▸ TASK REQUIREMENTS
Starting with the line that contains "Would you mind pointing out the black leather", reproduce each line through the end of the entries exactly as written.

▸ DATASET EXCERPTS
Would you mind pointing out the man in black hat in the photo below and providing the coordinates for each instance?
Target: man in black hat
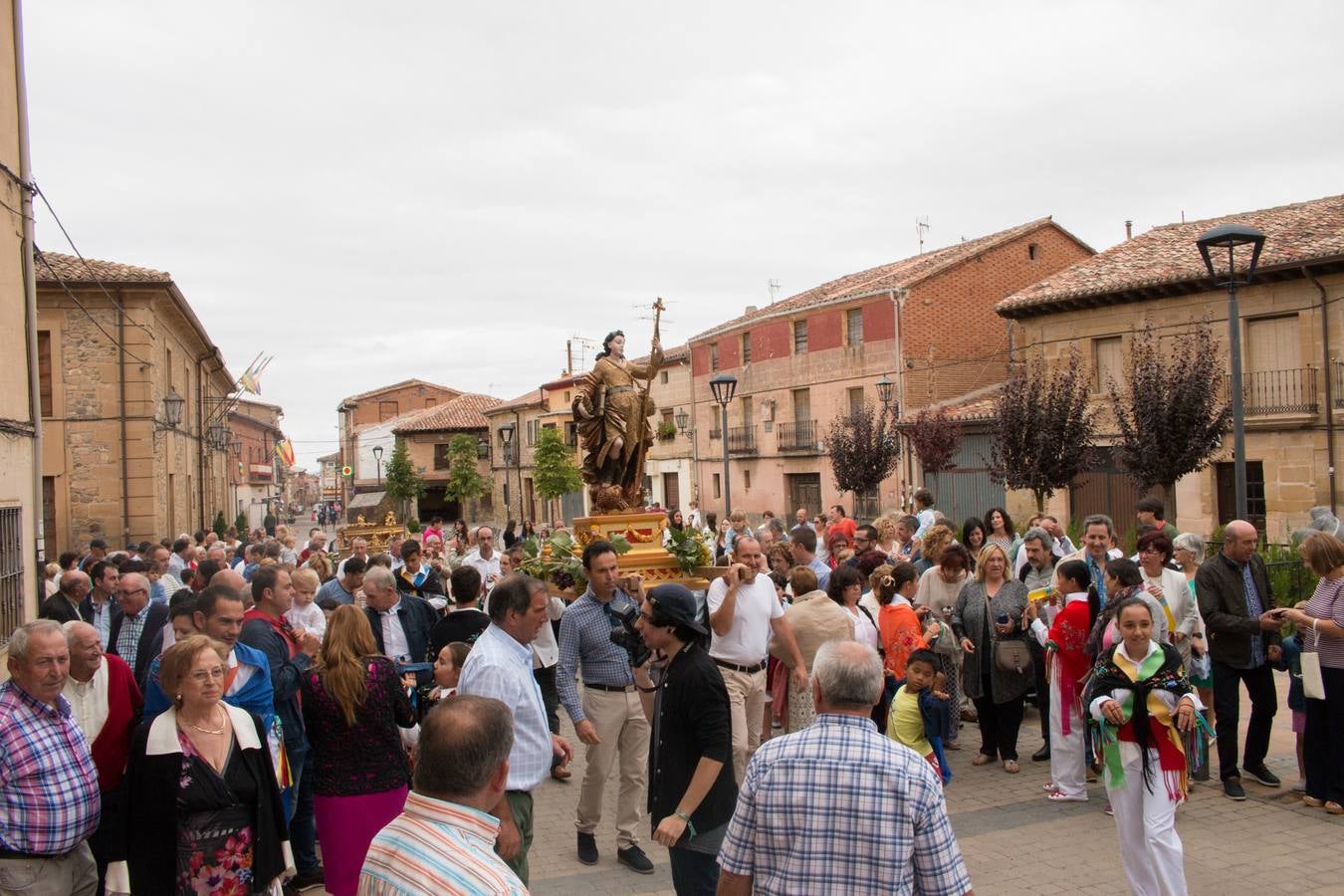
(692, 788)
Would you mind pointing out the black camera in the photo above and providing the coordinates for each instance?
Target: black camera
(626, 635)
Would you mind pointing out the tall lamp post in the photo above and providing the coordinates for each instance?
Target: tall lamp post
(507, 438)
(1236, 241)
(723, 385)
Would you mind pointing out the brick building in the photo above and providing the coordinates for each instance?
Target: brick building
(926, 322)
(111, 349)
(1292, 332)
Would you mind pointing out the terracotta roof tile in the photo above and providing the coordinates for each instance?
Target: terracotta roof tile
(902, 274)
(1294, 234)
(463, 412)
(72, 270)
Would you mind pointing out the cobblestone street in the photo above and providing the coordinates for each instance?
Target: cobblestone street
(1017, 842)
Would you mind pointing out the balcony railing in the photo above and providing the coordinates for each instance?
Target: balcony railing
(742, 439)
(1292, 391)
(798, 437)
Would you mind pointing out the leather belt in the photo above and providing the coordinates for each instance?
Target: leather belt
(614, 688)
(749, 670)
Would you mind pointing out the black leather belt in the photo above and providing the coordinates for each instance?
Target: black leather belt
(749, 670)
(614, 688)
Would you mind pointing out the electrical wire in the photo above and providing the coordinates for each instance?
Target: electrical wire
(85, 261)
(88, 314)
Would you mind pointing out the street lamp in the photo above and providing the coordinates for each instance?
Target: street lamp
(1236, 241)
(723, 385)
(507, 439)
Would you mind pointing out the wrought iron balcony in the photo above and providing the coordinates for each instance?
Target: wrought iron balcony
(1292, 391)
(799, 437)
(742, 439)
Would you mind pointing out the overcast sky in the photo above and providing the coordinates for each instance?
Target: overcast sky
(372, 192)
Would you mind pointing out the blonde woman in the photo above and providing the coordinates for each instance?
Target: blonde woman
(353, 702)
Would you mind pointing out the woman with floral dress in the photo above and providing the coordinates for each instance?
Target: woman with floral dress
(203, 807)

▸ YOUR SOLUTION
Would you mind pointing out the black leather belt in the photo above and providing the coordinates for each instance?
Target: black leather belt
(749, 670)
(614, 688)
Would you mind pointing out the electrical wire in the photo above and providing the coordinates for each instance?
Target: electrical wire
(85, 261)
(88, 314)
Would you mind pointing out the street lamp in the photo above and providing the coordinates for each instance?
Target: street lamp
(1236, 241)
(723, 385)
(507, 439)
Would you mind pointing out the wrought iron balcony in the photo above and providing the coordinates for each instance?
Target: wrought iron balcony
(1292, 391)
(799, 437)
(742, 439)
Would you mind pointing out the overcast sky in the photo above and providing the coordinates for each instance?
Target: overcast sky
(372, 192)
Would you mind pointing out the blonde woman in the photo above and providing the coordinates for each instance?
Target: blonde woman
(353, 702)
Would you mind pointing out the woman with floral dress in the photo above and providing the coordinates for each instance?
Target: woman with floral dress
(203, 807)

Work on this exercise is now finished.